Problem. Look for the word "below" in the entries and copy each line where it appears.

Data in this exercise.
BEGIN
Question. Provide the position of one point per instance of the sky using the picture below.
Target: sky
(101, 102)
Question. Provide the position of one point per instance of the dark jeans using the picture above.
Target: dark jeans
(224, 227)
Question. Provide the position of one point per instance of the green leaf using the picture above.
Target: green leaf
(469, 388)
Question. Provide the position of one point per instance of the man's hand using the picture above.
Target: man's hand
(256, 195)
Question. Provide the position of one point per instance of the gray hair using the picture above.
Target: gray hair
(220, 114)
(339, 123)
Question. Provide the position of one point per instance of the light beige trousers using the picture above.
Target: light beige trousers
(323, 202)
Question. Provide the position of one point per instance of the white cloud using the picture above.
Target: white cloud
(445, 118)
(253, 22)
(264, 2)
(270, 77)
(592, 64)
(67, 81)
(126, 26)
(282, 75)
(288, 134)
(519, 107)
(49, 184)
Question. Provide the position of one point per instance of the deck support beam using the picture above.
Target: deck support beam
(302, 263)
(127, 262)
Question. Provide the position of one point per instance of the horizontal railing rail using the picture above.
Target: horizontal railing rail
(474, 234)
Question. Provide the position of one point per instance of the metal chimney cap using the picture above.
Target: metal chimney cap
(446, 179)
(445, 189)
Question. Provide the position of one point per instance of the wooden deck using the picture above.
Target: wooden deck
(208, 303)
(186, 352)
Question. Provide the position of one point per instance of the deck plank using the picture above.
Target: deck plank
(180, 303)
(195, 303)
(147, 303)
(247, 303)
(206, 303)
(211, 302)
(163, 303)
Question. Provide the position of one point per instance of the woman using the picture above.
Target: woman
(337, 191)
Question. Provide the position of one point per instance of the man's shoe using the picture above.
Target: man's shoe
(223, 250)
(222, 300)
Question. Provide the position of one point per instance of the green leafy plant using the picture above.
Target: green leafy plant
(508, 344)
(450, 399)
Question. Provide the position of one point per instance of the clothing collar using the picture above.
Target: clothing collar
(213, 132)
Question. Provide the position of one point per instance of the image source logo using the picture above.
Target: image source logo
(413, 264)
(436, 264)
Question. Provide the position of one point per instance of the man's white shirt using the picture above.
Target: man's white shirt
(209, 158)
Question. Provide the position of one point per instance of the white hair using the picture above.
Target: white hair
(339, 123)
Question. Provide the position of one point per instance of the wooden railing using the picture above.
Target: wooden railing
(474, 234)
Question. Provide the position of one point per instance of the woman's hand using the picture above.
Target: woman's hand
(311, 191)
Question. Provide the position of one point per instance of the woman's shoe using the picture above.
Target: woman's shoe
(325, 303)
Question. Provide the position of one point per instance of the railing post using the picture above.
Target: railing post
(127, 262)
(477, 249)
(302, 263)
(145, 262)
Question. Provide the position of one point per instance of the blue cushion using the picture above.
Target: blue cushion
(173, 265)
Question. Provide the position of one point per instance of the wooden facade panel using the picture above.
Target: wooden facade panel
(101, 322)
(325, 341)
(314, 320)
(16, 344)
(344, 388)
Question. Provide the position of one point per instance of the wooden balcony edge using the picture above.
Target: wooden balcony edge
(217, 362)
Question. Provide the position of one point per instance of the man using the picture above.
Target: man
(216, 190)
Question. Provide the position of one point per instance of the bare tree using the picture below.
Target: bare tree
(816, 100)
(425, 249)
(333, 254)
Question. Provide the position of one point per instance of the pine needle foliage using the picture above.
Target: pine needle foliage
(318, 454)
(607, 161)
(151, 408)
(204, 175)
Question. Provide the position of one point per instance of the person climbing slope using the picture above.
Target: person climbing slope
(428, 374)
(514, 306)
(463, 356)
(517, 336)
END
Result of the task.
Question. Provide the position of one point per instance of the sky using the picture below.
Question. Provide the position of one point per instance of the bare tree using the picture below.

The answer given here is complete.